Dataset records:
>>>

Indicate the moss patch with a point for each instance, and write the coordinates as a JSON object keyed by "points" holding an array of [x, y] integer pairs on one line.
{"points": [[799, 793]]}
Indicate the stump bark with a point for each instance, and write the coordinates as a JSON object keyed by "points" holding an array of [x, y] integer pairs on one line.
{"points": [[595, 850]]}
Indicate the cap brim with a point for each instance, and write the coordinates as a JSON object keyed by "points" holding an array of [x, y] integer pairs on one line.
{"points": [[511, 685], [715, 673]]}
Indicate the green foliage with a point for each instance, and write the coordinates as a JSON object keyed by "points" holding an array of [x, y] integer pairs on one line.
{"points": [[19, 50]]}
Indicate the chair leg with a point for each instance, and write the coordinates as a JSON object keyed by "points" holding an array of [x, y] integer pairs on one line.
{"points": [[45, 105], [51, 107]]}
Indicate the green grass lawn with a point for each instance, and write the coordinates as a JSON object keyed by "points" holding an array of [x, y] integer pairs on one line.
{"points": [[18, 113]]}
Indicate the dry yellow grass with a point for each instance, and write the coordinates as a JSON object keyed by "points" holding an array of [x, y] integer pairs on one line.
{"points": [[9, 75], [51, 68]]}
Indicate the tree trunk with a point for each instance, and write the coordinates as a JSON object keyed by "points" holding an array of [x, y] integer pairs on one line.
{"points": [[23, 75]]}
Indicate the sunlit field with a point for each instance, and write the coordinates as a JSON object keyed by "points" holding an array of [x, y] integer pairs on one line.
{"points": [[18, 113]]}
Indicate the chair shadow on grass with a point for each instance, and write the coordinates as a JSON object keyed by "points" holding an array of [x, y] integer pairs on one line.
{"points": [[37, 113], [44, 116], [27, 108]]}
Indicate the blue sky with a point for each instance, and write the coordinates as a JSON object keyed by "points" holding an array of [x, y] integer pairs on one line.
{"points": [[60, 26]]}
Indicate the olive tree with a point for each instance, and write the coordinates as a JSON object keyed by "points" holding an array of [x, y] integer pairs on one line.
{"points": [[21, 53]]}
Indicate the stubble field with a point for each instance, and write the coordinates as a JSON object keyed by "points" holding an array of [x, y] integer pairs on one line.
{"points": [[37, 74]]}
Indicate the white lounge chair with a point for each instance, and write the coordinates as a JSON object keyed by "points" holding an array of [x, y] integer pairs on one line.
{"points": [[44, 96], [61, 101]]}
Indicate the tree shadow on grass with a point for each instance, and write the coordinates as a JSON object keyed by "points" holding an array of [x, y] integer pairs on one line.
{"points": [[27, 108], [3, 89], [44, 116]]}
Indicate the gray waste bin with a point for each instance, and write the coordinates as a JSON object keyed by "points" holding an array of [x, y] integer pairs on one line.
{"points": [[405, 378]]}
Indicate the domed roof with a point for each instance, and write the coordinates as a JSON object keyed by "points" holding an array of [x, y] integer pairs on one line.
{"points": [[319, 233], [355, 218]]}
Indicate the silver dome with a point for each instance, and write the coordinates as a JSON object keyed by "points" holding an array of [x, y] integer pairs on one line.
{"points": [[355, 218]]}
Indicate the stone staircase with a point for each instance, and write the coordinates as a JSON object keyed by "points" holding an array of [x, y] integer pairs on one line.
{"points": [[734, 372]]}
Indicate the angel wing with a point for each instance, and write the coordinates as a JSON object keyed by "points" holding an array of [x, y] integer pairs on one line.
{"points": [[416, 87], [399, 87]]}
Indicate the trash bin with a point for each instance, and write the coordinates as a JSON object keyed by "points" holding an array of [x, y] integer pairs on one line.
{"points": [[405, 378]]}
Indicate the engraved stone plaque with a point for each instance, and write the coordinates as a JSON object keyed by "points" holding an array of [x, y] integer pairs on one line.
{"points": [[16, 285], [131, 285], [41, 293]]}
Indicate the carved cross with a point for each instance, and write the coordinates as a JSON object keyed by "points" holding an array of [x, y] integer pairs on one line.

<<<

Task objective - Express every line of the records as a JSON list of strings, one string per line, with blank lines omitted.

Full answer -
[
  "Indicate the moss patch with a point for each instance, and write the coordinates as a JSON object keyed by \"points\" holding an array of [x, y] integer pairs on one line.",
  "{\"points\": [[799, 793]]}",
  "Indicate the stump bark with a point for each instance, and write the coordinates as a JSON object keyed by \"points\" holding an array of [x, y] integer pairs on one line.",
  "{\"points\": [[595, 850]]}",
  "Indicate the cap brim with a point for each instance, and write the coordinates as a JSON object keyed by \"points\" holding an array of [x, y] integer pairs on one line.",
  "{\"points\": [[511, 685], [715, 673]]}",
  "Indicate the green foliage with a point for each instance, and write the coordinates as a JSON object keyed by \"points\" holding an array of [x, y] integer pairs on one line.",
  "{\"points\": [[19, 50]]}",
  "Indicate the chair leg with a point for each instance, and write the coordinates as a JSON object keyed by \"points\" holding an array of [x, y] integer pairs on one line.",
  "{\"points\": [[45, 105], [51, 107]]}",
  "Indicate the green grass lawn with a point for each instance, and write the coordinates as a JSON object keyed by \"points\" holding an array of [x, y] integer pairs on one line.",
  "{\"points\": [[18, 113]]}",
  "Indicate the dry yellow grass with a point for each instance, and write the coordinates as a JSON object keyed by \"points\" holding an array of [x, y] integer pairs on one line.",
  "{\"points\": [[9, 75], [51, 68]]}",
  "Indicate the tree trunk with a point for each instance, and write the coordinates as a JSON object keyed by \"points\" holding an array of [x, y] integer pairs on one line.",
  "{\"points\": [[23, 75]]}",
  "Indicate the sunlit field with a point for each instance, and write the coordinates as a JSON object keyed by \"points\" holding an array of [x, y] integer pairs on one line.",
  "{\"points\": [[18, 113]]}",
  "Indicate the chair shadow on grass with a point for each instance, and write the coordinates as a JSON object keyed by \"points\" holding an array of [x, y] integer pairs on one line.",
  "{\"points\": [[37, 113], [44, 116], [27, 108]]}",
  "Indicate the blue sky with a point for each instance, and write the coordinates as a JSON object keyed by \"points\" holding an array of [x, y] integer pairs on one line.",
  "{\"points\": [[60, 26]]}",
  "Indicate the olive tree with a point for each instance, and write the coordinates as a JSON object keyed by \"points\" holding an array of [x, y] integer pairs on one line.",
  "{\"points\": [[21, 53]]}",
  "Indicate the stubble field with a point for each instance, and write the coordinates as a JSON object keyed by \"points\" holding an array of [x, y] integer pairs on one line.",
  "{\"points\": [[37, 74]]}",
  "Indicate the white lounge chair with a point for each instance, and write the coordinates as a JSON object keyed by \"points\" holding an array of [x, y] integer pairs on one line.",
  "{\"points\": [[44, 96], [61, 101]]}",
  "Indicate the tree shadow on grass with a point for each instance, and write the coordinates as a JSON object keyed by \"points\" holding an array of [x, y] integer pairs on one line.",
  "{\"points\": [[27, 108], [3, 89], [44, 116]]}",
  "Indicate the gray waste bin with a point for each instance, and write the coordinates as a JSON object keyed by \"points\" holding an array of [x, y] integer pairs on one line.",
  "{\"points\": [[405, 378]]}",
  "Indicate the domed roof with a point for each instance, and write the coordinates as a JSON object keyed by \"points\" holding an array of [x, y] integer pairs on one line.",
  "{\"points\": [[319, 233], [355, 218]]}",
  "Indicate the silver dome with a point for each instance, and write the coordinates as a JSON object keyed by \"points\" holding an array of [x, y] integer pairs on one line.",
  "{\"points\": [[355, 218]]}",
  "Indicate the stone staircase with a point for each instance, and write the coordinates as a JSON object keyed by \"points\" holding an array of [x, y] integer pairs on one line.",
  "{\"points\": [[734, 372]]}",
  "Indicate the angel wing with a point for each instance, and write the coordinates as a JSON object keyed by \"points\" holding an array of [x, y] integer pairs on one line.",
  "{\"points\": [[416, 87], [399, 87]]}",
  "Indicate the trash bin with a point for each instance, and write the coordinates as a JSON object keyed by \"points\" holding an array of [x, y] integer pairs on one line.",
  "{\"points\": [[405, 378]]}",
  "Indicate the engraved stone plaque with a point for each instance, and write the coordinates as a JSON object keyed by \"points\" holding an array of [x, y] integer pairs on one line.",
  "{\"points\": [[16, 285], [131, 285], [41, 293]]}",
  "Indicate the carved cross with a point for each instance, and write the coordinates as a JSON object keyed by \"points\" holding an array of [x, y] integer pairs on one line."
]